> **Objectives**
[a] Answer these questions using the tutorial on troubleshooting Vault in Kubernetes.
(i) What value should every member of a healthy cluster report for the Sealed field?
(ii) Which pod is the Active cluster leader in the example output?
(iii) What deployment name does the helm status output show?
[b] Resume the tutorial on troubleshooting Vault in Kubernetes after its last line.

Troubleshooting Vault on Kubernetes
Operating Vault in a Kubernetes environment brings a new set of challenges, operational patterns, and practices.
Troubleshooting Vault in Kubernetes resembles the methodology detailed in the Troubleshooting Vault tutorial. The primary differences concern the tools and techniques required to troubleshoot, which are specific to Kubernetes.
In this tutorial, you will use the command line in a terminal session to learn about fundamental techniques and tools for troubleshooting Vault in a Kubernetes deployment.
Checking cluster status
A good starting point for troubleshooting Vault is to gather information about the server status for each cluster member. This includes helpful information such as whether Vault is actively deployed, when it was deployed, whether it is in active or standby mode, and more.
Vault status
One way to immediately determine the Vault cluster status is to examine the output of vault status executed in each of the cluster member pods.
For example, in a Vault deployment using the Helm chart, you might find a list of pods like this example.
To get the status of a single Vault server, you can address the pod by name with kubectl
. For example, the following command gets the status of Vault in the pod vault-0.
You can get the status of all Vault servers in a cluster by looping through each pod, and addressing them with the kubectl
command by name based on the pod names vault-0, vault-1, and vault-2 from the previous examples.
An explanation of each field in the status output follows.
- Seal Type: The type of seal in use. This value should match across cluster members.
- Initialized: Whether the underlying storage has been initialized. This should always appear with a value of true in any case except that of a new and uninitialized server.
- Sealed: Whether the server is in a sealed or unsealed state. A sealed server cannot participate in cluster membership or otherwise be used until it is unsealed. All members of a healthy cluster should report a value of false.
- Total Shares: The number of key shares made from splitting the root key (previously known as master key); this value can only defined during initialization.
- Threshold: The number of key shares required to compose the root key; this value can only defined during initialization.
- Version: The version of Vault in use on the server.
- Storage Type: The type of storage in use.
- Cluster Name: The cluster name string; this value should match on all members of a healthy cluster.
- Cluster ID: The cluster identification string; this value is dynamically generated by default, and should match on all members of a healthy cluster.
- HA Enabled: Whether this cluster is using high availability (HA) coordination functionality.
- HA Cluster: The cluster address used in client redirects.
- HA Mode: The HA mode. Expected values are Active and Standby. There should be one active leader in every healthy cluster. In the example output, the pod vault-0 is the Active cluster leader.
- Active Node Address: The address of the active HA cluster leader, used in request forwarding.
- Raft Committed Index: The index value for storage items which are committed to the log. This value should closely follow or be equal to the value of Raft Applied Index in a healthy Vault cluster.
- Raft Applied Index: The index value for storage items which are applied, but not yet committed to the log.
Helm chart status
If your Vault cluster is deployed with a Helm chart, you can begin a troubleshooting session by getting the basic deployment status from the helm status
command.
You can learn several things from this output, including a few important details.
- The deployment name is vault.
- The last time the cluster was deployed; in this case, Tue Jan 12 13:22:50 2021.
- The current deployment status; in this case, deployed.

> **Supplied records**
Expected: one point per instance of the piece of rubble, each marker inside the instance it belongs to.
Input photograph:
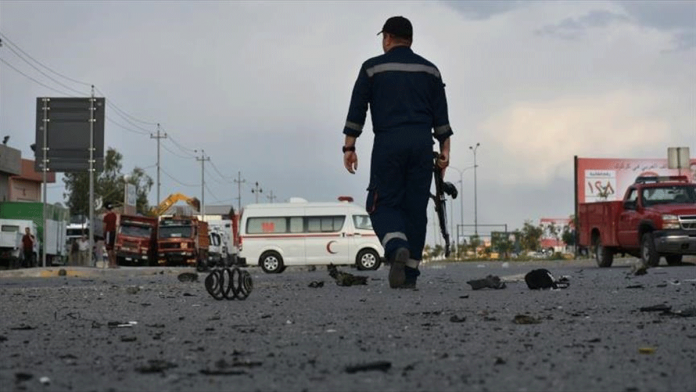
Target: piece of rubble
(365, 367)
(188, 277)
(490, 281)
(346, 279)
(523, 319)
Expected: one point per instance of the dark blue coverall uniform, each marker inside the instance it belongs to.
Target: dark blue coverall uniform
(408, 106)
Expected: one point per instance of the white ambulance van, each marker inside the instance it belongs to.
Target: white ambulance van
(277, 235)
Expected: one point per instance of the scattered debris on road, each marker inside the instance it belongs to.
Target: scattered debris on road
(524, 319)
(186, 277)
(490, 281)
(344, 278)
(365, 367)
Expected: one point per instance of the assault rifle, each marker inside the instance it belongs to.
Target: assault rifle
(442, 189)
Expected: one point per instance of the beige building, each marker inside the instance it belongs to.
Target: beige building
(18, 180)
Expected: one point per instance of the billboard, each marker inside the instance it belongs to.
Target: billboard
(552, 231)
(606, 179)
(67, 123)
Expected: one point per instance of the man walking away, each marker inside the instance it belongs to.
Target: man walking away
(407, 102)
(110, 234)
(84, 255)
(28, 240)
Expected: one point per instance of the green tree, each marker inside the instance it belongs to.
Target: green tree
(530, 236)
(109, 186)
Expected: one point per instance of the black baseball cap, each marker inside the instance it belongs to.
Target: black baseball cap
(398, 26)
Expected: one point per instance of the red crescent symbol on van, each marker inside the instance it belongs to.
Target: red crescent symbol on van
(328, 247)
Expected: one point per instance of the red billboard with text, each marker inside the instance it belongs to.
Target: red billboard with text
(606, 179)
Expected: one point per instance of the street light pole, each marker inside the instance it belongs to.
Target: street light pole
(474, 148)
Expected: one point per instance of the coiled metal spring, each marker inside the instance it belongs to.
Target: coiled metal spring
(229, 283)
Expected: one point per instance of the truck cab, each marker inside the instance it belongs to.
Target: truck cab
(183, 240)
(657, 218)
(136, 240)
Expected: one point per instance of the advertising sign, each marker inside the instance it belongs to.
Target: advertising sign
(606, 179)
(67, 124)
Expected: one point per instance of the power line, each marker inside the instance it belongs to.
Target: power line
(182, 148)
(38, 62)
(175, 180)
(124, 127)
(124, 112)
(175, 154)
(44, 73)
(229, 180)
(34, 80)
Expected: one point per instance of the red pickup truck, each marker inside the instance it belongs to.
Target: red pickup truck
(657, 218)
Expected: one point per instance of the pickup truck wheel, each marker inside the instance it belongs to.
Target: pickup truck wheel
(271, 263)
(368, 259)
(648, 253)
(604, 255)
(673, 259)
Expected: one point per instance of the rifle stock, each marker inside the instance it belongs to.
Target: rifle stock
(442, 189)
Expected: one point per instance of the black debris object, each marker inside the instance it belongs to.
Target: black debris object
(490, 282)
(22, 327)
(688, 312)
(523, 319)
(222, 372)
(457, 319)
(188, 277)
(346, 279)
(370, 366)
(541, 278)
(156, 366)
(656, 308)
(20, 376)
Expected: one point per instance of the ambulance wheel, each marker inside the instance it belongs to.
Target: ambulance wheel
(271, 262)
(673, 259)
(368, 259)
(648, 252)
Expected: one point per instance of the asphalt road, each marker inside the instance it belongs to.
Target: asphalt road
(143, 329)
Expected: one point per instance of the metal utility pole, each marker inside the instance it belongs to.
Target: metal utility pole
(239, 182)
(92, 120)
(271, 197)
(256, 191)
(202, 160)
(474, 148)
(158, 137)
(44, 167)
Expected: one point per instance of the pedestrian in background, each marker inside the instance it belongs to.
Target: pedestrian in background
(28, 240)
(110, 234)
(98, 249)
(408, 107)
(84, 251)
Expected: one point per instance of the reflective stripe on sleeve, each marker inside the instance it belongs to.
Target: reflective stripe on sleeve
(442, 129)
(354, 126)
(390, 236)
(402, 67)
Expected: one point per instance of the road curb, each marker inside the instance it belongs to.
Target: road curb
(91, 272)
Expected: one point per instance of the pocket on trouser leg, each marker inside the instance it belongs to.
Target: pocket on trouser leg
(371, 202)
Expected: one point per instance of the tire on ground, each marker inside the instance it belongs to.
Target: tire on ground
(603, 255)
(648, 253)
(367, 259)
(271, 262)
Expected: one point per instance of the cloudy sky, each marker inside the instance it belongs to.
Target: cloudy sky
(263, 88)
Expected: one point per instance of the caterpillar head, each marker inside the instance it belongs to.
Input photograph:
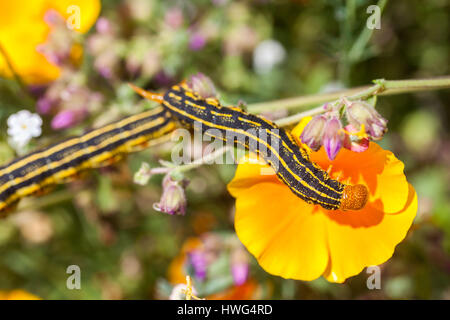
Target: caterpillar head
(354, 197)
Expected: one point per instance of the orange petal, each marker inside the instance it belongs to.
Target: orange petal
(376, 168)
(358, 245)
(282, 231)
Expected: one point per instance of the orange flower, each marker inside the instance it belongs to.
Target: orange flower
(23, 29)
(17, 295)
(297, 240)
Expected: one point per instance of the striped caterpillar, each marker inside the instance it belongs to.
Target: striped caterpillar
(59, 163)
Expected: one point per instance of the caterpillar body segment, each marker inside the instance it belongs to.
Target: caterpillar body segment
(63, 161)
(59, 163)
(292, 165)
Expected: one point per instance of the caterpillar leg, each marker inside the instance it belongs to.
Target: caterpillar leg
(147, 94)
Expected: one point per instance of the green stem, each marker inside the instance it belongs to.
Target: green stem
(381, 87)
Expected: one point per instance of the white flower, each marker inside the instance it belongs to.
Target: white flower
(179, 292)
(22, 127)
(267, 55)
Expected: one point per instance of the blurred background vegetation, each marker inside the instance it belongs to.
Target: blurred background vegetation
(106, 224)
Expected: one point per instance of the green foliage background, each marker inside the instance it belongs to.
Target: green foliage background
(104, 221)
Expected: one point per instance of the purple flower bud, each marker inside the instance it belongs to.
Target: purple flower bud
(333, 137)
(173, 200)
(353, 142)
(312, 135)
(361, 113)
(239, 272)
(199, 263)
(197, 41)
(202, 85)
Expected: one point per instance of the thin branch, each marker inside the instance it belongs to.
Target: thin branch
(381, 87)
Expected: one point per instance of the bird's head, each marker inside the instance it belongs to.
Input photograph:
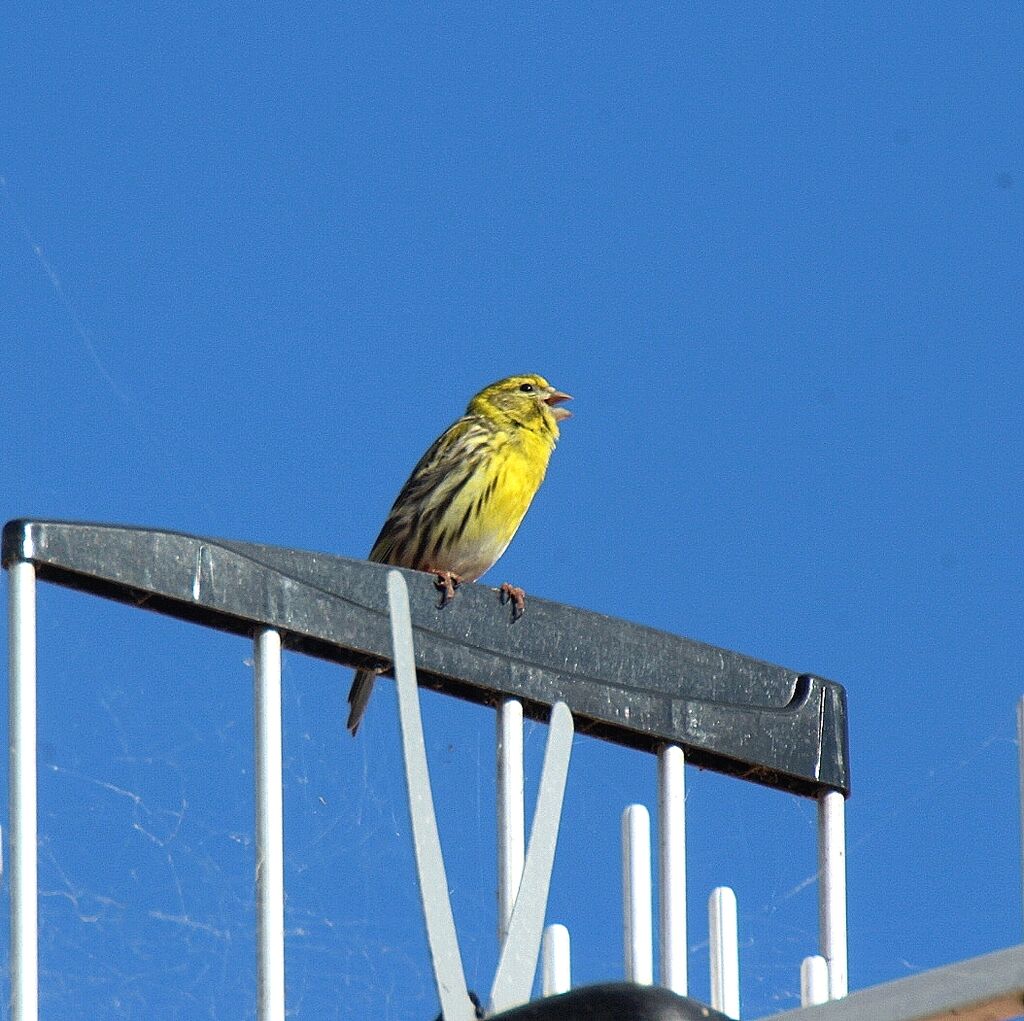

> **Task responses**
[a]
(i) false
(ii) vault-0
(iii) vault

[b]
Integrated Storage cluster member status
If your Vault cluster uses Integrated Storage (Raft), you can use the vault operator raft command to list the cluster member peers and immediately determine cluster leadership status.
Here is an example of the command vault operator raft list-peers
and its output.
From this output, you can determine the cluster leader. In this example, it is the node with identifier 9bc24771-64bb-2ac5-fee2-35a80f61e810 or vault-0.
Server operational logs
Vault servers log information about operations to standard output and standard error. This information can then be captured by the systemd journal or routed to a static file depending on operational requirements.
When Vault is deployed in Kubernetes, you can retrieve the logs from pods with the kubectl logs
command.
For example, here are the first 105 lines of a Vault server operational log, which shows important server startup information that can be useful for troubleshooting.
To capture the entire log into the file vault-0.log
, use a command like this example.
Server audit device logs
In an ideal production environment, each Vault server should have one or more audit devices enabled to trace requests and responses.
If your troubleshooting scenario requires examining the details of requests and responses at this level, then you need access to these logs. In many production deployments, audit device logs are sent to an external system for processing.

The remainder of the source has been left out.